What is asked →
Copy the stretch of the excerpt below from "And although I" through "important social issues.", swapping "tough guy" for "hard case".

Excerpt to read →

□ □ □ □ □

But not me. I was, instead, oscillating between being mesmerized by his A-to-Z explanation of things, and a nagging fear. I was like Neo in The Matrix when Morpheus told him he had been living in a dream world. My whole world was being blown away and reshaped as I listened. What put the icing on the cake was the actions of the police, who were dispersed throughout the crowd. They were smoking and joking like they were not listening to Malcolm take apart everything they and the entire American system commonly indulged in!
And although I couldn’t understand everything, I still knew he was challenging them to either come up there and prove him wrong or come up there and shut him up. Never had I seen anyone handle the police like that.
And although nobody could tell me that I wasn’t a tough guy, that was some deliciously scary shit that won me over to begin following politics and important social issues.
But like Neo, I wasn’t ready just then to become actively involved. In fact, it wasn’t until after a squashing of the rape allegations, a return to Philly, a failed marriage that produced four offspring, and a horrible stint as a drug-dealing hustler that I finally ran out of places to hide. In order for me to begin living like a full human being, I had to cast all fear to the wind and start following Malcolm’s example.
What was the Black Unity Council and why did you help found it?
The years 1967-1968 found me completely fed up with being a modern-day slave—a conclusion I had come to since Malcolm had begun my awakening. It was doubly maddening became damn near all my friends, family, and neighbors seemed content to go along with the bullshit that by then was being exposed and attacked in Black communities, on college campuses, and elsewhere, from one side of the globe to the other. They were still trapped in the Matrix.
A former gang buddy named Points, however, had reached the same conclusions that I had, so we decided to put out the word that we were gonna have an open meeting and form an organization to address some of our concerns. Of course, by that time there were other organizations in Philly that we felt good about, but none of them were in our immediate neighborhood.
So one weekend we held the meeting at the house of another gang buddy named Brick and, surprisingly, about fifteen to twenty people showed up, male and female—including my blood sister Gloria, who I had no idea shared my concerns and ideas. Indeed, we all were experiencing feelings of frustration and isolation.
So right there the name Black Unity Council was chosen and the group was formed, although no officers were selected, nor would the BUC ever choose any officers. We always worked by consensus—at least up until we got deeply involved with paramilitary activity about two years later.
In fact, outside of current events and local concerns, the BUC never discussed political theories, ideologies, or much about Black history. Most of us were nevertheless very impressed with the Black cultural nationalists. We admired their knowledge of Black/African history and their choice to dress in African garb—especially how beautiful and graceful it made women look.
We especially liked their emphasis on armed self-defense! At that time the Revolutionary Action Movement, known as RAM, was very active in Philly. Their cultural workers and semi-clandestine paramilitary arm called the Black Guard had a center close to our neighborhood, and we would always hang out there. They had regular seminars, history/cultural classes, karate classes (for women and men with some very sharp sisters along the Crouching Tiger, Hidden Dragon vibe!) In addition, they had a “liberation school” that the BUC planned to emulate.

□ □ □ □ □

Extracted data →
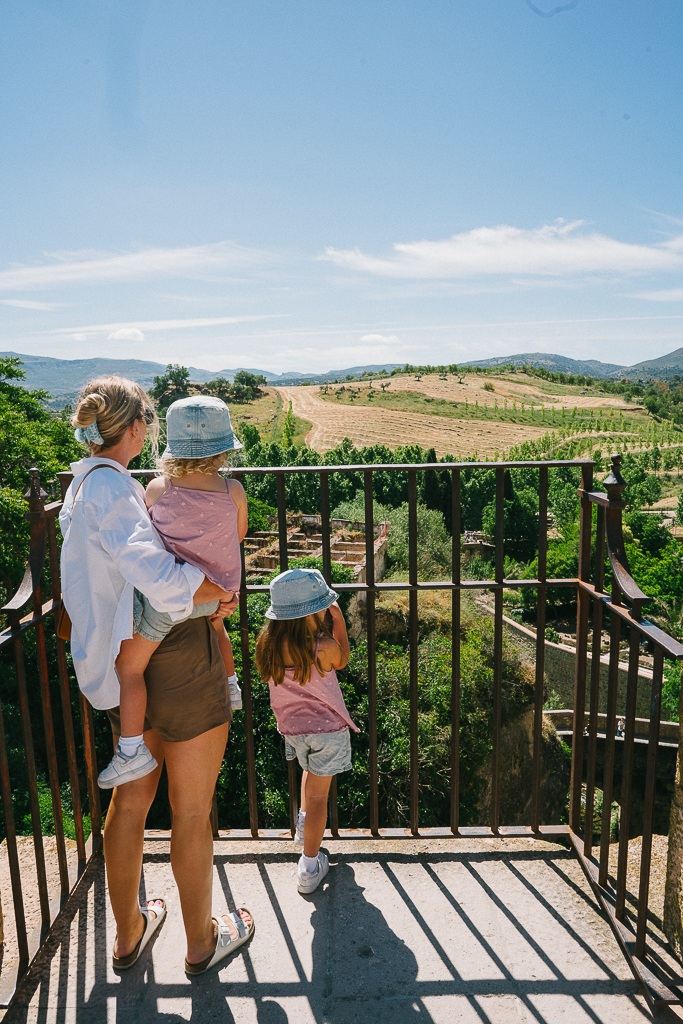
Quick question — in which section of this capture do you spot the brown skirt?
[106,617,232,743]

□ □ □ □ □

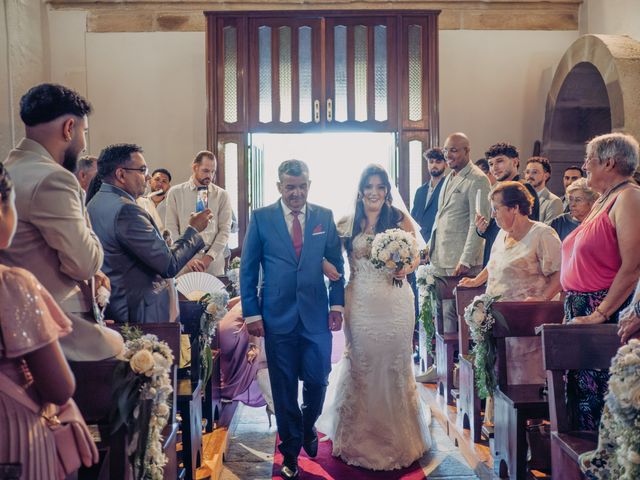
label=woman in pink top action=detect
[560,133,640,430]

□ □ □ □ □

Output of the exercise →
And although I couldn’t understand everything, I still knew he was challenging them to either come up there and prove him wrong or come up there and shut him up. Never had I seen anyone handle the police like that.
And although nobody could tell me that I wasn’t a hard case, that was some deliciously scary shit that won me over to begin following politics and important social issues.